## Your task
All entries are to be transcribed verbatim, but images are not carried over.

-- Opening Marker --

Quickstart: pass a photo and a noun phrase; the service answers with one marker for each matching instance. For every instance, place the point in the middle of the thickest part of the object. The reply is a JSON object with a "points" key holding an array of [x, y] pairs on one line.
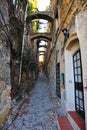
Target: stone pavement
{"points": [[39, 111]]}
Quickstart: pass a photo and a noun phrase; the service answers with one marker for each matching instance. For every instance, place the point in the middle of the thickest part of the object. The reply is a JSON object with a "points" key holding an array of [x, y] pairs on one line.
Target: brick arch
{"points": [[40, 15], [45, 36]]}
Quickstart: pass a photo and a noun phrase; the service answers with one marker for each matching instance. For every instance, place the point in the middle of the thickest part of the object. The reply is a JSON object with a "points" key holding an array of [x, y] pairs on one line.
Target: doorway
{"points": [[79, 97], [58, 93]]}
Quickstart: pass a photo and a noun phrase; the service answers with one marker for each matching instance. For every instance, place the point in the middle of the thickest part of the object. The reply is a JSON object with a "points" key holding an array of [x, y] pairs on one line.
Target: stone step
{"points": [[76, 121], [64, 124]]}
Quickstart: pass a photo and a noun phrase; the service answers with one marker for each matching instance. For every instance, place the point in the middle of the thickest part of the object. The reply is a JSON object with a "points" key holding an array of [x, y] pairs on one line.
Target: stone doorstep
{"points": [[64, 124], [12, 115], [3, 116], [76, 121]]}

-- Closing Marker --

## Solved problem
Quickstart: pass a photo and a noun phrase; the service answers with one marker for each matching instance. For every instance, place the point in the middle of the thickest part of the object. The reply is a JSON object with a "points" key holding an array of [x, y] pairs on one line.
Target: stone pavement
{"points": [[39, 111]]}
Quickstart: pass a photo and a noun phrase; the service answers with one marker for each matching instance. For every instance, place the point in the middle of the thickest part of the object. The reply is a JSON object with a "points" key holding an array of [x, y] pairs on one line.
Target: brick arch
{"points": [[40, 15], [45, 36]]}
Quickstart: pass a photo and a noun phrase; the service answers with one marker for each matching instance. For every instance, place the point in the middle of the thickest part of the object. The reply is a JSON object with a "points" key holding an array of [x, y] pairs on one line.
Target: doorway
{"points": [[79, 97], [58, 93]]}
Quickstart: pass a photo and a noun phrase; the service answers with one marker for each matching instance. For every instance, place the point in the middle of the thickest part of the object. The reply is a JSON object with a "points" key holding an array of [x, y] pairs on one line.
Target: stone step
{"points": [[76, 121], [64, 124]]}
Quickstart: pass a photo and a noun phrase; the service answers with one marker for each matching instance. For every instance, place the point in the middle of the thickest part of the object. The reply is a JSON object with a "points" key holding an array of [x, y] pairs on one line.
Target: stone doorstep
{"points": [[64, 124], [12, 115], [3, 116], [76, 121]]}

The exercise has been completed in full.